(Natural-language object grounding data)
▬▬▬

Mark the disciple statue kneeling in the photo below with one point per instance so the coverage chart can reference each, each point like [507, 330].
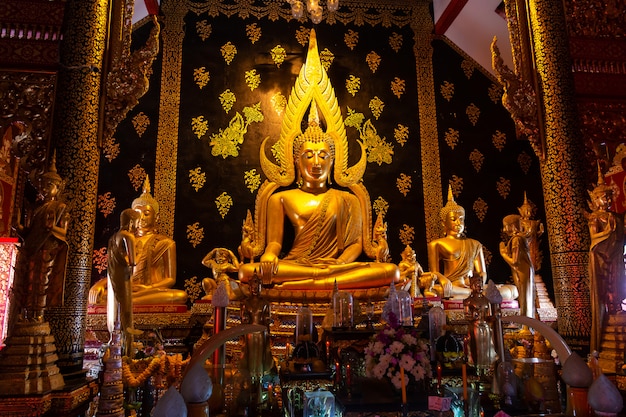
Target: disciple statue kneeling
[154, 275]
[455, 258]
[328, 223]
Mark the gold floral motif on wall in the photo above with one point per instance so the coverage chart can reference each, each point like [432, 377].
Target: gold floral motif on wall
[376, 106]
[197, 178]
[398, 86]
[447, 90]
[327, 58]
[278, 102]
[224, 202]
[136, 175]
[253, 79]
[195, 233]
[407, 234]
[253, 32]
[278, 55]
[353, 84]
[226, 141]
[395, 41]
[204, 29]
[503, 186]
[401, 134]
[499, 140]
[468, 68]
[351, 38]
[525, 161]
[228, 51]
[473, 113]
[227, 99]
[252, 180]
[480, 207]
[477, 158]
[452, 137]
[199, 126]
[106, 204]
[373, 61]
[495, 93]
[404, 183]
[141, 123]
[380, 206]
[100, 259]
[302, 35]
[201, 77]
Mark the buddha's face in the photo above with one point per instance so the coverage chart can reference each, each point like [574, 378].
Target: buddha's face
[455, 223]
[315, 162]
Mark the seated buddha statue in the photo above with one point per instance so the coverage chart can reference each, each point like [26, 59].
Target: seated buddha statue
[328, 222]
[154, 274]
[455, 258]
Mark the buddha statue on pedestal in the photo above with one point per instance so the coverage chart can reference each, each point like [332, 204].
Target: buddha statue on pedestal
[331, 226]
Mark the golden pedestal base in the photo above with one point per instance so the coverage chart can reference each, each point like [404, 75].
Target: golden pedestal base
[28, 362]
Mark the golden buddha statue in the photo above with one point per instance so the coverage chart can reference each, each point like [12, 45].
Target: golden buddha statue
[154, 275]
[455, 258]
[331, 226]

▬▬▬

Each line of the data above is to be output exactly; the pictures are not to appear.

*Task output*.
Mark the disciple statue kneeling in the photo below with one point per instance so the coverage chart can reference each, each point like [507, 330].
Target: disciple statue kneeling
[154, 275]
[455, 258]
[328, 223]
Mark the gold floral motif on wall in the photo above with one point per instance so the coverage chart can reference each, each point like [432, 377].
Target: gold floral motif on wall
[376, 106]
[197, 178]
[398, 86]
[447, 90]
[327, 58]
[278, 102]
[224, 202]
[136, 175]
[253, 79]
[195, 233]
[407, 234]
[253, 32]
[278, 55]
[353, 84]
[226, 141]
[395, 41]
[204, 29]
[503, 186]
[401, 134]
[499, 140]
[468, 68]
[351, 38]
[525, 161]
[228, 51]
[473, 113]
[227, 99]
[252, 180]
[480, 207]
[477, 158]
[452, 137]
[199, 126]
[106, 204]
[373, 61]
[495, 93]
[404, 183]
[141, 123]
[380, 206]
[100, 259]
[302, 35]
[201, 77]
Mark the buddha's face in the photo above with one point per instance so the coverage chart can reference each, each point like [574, 378].
Target: buddha's face
[455, 223]
[315, 162]
Mark the seated buddha statue in the photo above with one point per instance so the coverage chart can reference each, each point like [26, 59].
Target: seated buddha statue
[328, 222]
[154, 274]
[455, 258]
Mark the buddha statue on pedestal in the photo above with one point per instance so the coverage chart can reference each, each point like [332, 204].
Target: buddha statue on pedestal
[331, 226]
Mark the golden pedestal base in the photo above with one point per instance so the coverage chart can reference each, each point like [404, 75].
Target: golden pedestal base
[28, 362]
Mark the golden buddha statue in the photo above with one point per instance so the coverage chart can reference each, each point like [12, 45].
Target: golden buddha statue
[154, 275]
[455, 258]
[331, 226]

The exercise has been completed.